Opdracht 1 - Noem alle verschillende kalenderdata die in de getoonde passage voorkomen.
Opdracht 2 - Pak de getoonde passage over de opeisbaarheid van de schuld op waar deze stopt en zet de tekst voort.
____ Getoonde passage
11. Voorgaande betekent naar het oordeel van de rechtbank dat deze grond van eiseres slaagt omdat het onderzoek en de motivering van Belastingdienst/Toeslagen voor wat betreft de vraag of al dan niet voldaan is aan het vereiste dat de schuld moet zijn vastgelegd in een notariële akte, gebrekkig is.
12. Het beroep van eiseres is daarom gegrond en het bestreden besluit moet daarom vernietigd worden. De rechtbank ziet echter aanleiding om met toepassing van artikel 8:72, derde lid, aanhef en onder a, van de Algemene wet bestuursrecht (Awb) de rechtsgevolgen in stand te laten. De rechtbank is van oordeel dat Belastingdienst/Toeslagen in het verweerschrift en tijdens de toelichting op de zitting voldoende heeft gemotiveerd dat niet wordt voldaan aan de voorwaarde dat de schuld vóór 1 juni 2021 opeisbaar is geworden. [5] In de notariële akte (de ‘attestation de reconnainssance’) is geen looptijd of een datum van opeisbaarheid overeengekomen, en zijn er geen concrete terugbetalings- en renteafspraken gemaakt, zoals bijvoorbeeld de hoogte en de frequentie van de terugbetaling. Verder is niet gebleken dat op enig moment na de datum van de notariële akte (de ‘attestation de reconnaissance’) nieuwe en/of aanvullende betalingsafspraken zijn gemaakt en geformaliseerd. Ook zijn er geen invorderingsmaatregelen getroffen door de schuldeiser voorafgaande aan de peildatum van 1 juni 2021. Het bevel tot betaling dateert van
5 september 2022 en de dagvaarding tot betaling van 13 september 2022. Beide invorderingsacties van de heer [schuldeiser] , voldoen daarmee niet aan de eisen van de Wht. Beide stukken dateren ruim buiten de wettelijke termijn van opeisbaarheid van 1 juni 2021.
________
____ Geëxtraheerde gegevens
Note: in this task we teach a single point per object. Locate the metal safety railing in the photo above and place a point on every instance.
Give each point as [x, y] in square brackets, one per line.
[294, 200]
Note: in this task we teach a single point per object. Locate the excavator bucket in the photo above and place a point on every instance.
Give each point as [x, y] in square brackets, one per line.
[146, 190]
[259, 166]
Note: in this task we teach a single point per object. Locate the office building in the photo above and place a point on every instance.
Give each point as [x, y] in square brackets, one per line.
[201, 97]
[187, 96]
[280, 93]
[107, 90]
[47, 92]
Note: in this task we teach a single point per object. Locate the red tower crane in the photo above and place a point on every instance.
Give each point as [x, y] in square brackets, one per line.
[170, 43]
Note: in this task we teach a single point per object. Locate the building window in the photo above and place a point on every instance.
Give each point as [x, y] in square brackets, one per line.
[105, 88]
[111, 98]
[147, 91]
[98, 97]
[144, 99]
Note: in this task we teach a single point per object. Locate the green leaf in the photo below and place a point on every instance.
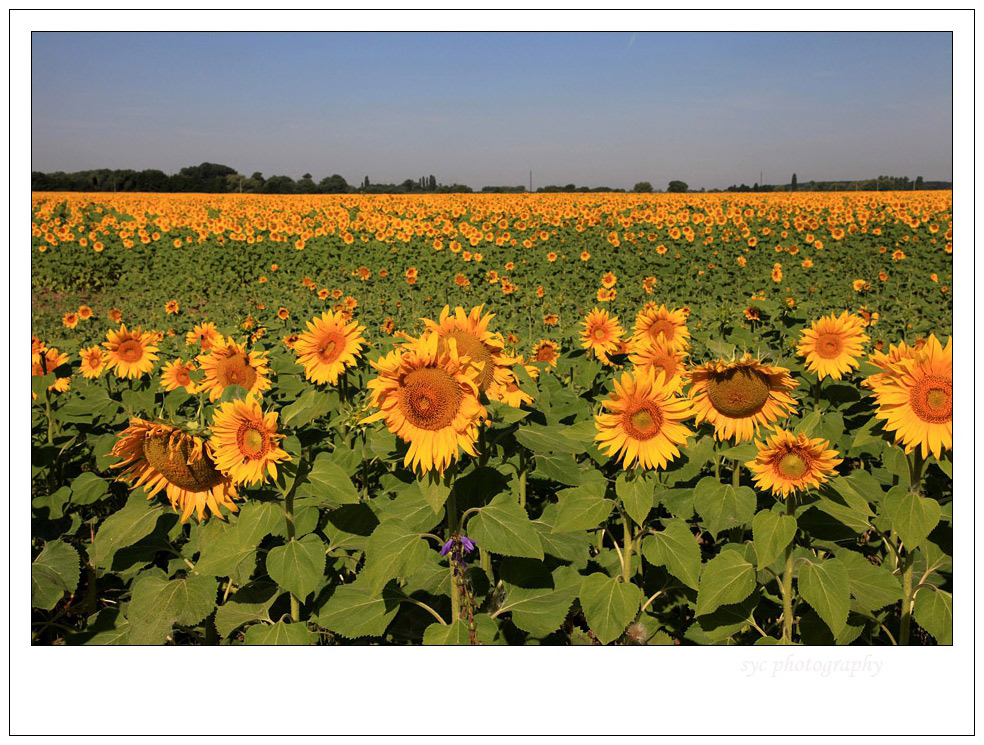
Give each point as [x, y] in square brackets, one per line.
[722, 506]
[933, 610]
[825, 585]
[355, 611]
[913, 517]
[328, 480]
[676, 548]
[298, 566]
[392, 551]
[503, 527]
[726, 579]
[873, 587]
[88, 488]
[54, 573]
[541, 608]
[124, 528]
[637, 495]
[457, 632]
[771, 533]
[609, 605]
[582, 508]
[280, 634]
[542, 439]
[158, 603]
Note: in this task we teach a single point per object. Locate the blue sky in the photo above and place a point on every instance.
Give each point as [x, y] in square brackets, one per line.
[711, 109]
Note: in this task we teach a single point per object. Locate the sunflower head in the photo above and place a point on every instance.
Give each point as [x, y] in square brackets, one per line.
[832, 345]
[738, 397]
[427, 393]
[329, 346]
[643, 423]
[246, 442]
[130, 353]
[159, 456]
[915, 398]
[786, 463]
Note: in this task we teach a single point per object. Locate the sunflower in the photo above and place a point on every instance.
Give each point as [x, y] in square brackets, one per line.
________
Resultaat 1 - 1 juni 2021; 5 september 2022; 13 september 2022

Resultaat 2 -
Conclusie en gevolgen

Het beroep is gegrond omdat het bestreden besluit in strijd is met het zorgvuldigheids- en motiveringsbeginsel. De rechtbank vernietigt daarom het bestreden besluit, maar bepaalt dat met toepassing van artikel 8:72, derde lid, aanhef en onder a, van de Awb de rechtsgevolgen van het bestreden besluit in stand blijven. Dat betekent dat de weigering van de Belastingdienst/Toeslagen om de schuld van eiseres over te nemen, in stand blijft.
Omdat het beroep gegrond is moet Belastingdienst/Toeslagen het griffierecht aan eiseres vergoeden en krijgt eiseres ook een vergoeding van haar proceskosten.
Belastingdienst/Toeslagen moet deze vergoeding betalen. De vergoeding is met toepassing van het Besluit proceskosten bestuursrecht als volgt berekend. Voor de rechtsbijstand door een gemachtigde krijgt eiseres een vast bedrag per proceshandeling. In beroep heeft elke proceshandeling een waarde van € 875,-. De gemachtigde heeft een beroepschrift ingediend en heeft aan de zitting van de rechtbank deelgenomen. De vergoeding bedraagt dan in totaal € 1.750,-.

Beslissing

De rechtbank:
- verklaart het beroep gegrond;
- vernietigt het besluit van 21 juni 2023
- bepaalt dat de rechtsgevolgen van het vernietigde besluit in stand blijven;
- bepaalt dat Belastingdienst/Toeslagen het griffierecht van € 50,- aan eiseres moet vergoeden;
- veroordeelt Belastingdienst/Toeslagen tot betaling van € 1.750,- aan proceskosten aan eiseres.
Deze uitspraak is gedaan door mr. J.H. Lange, rechter, in aanwezigheid van mr. K.E. Pruntel, griffier. De uitspraak is uitgesproken in het openbaar op 16 februari 2024.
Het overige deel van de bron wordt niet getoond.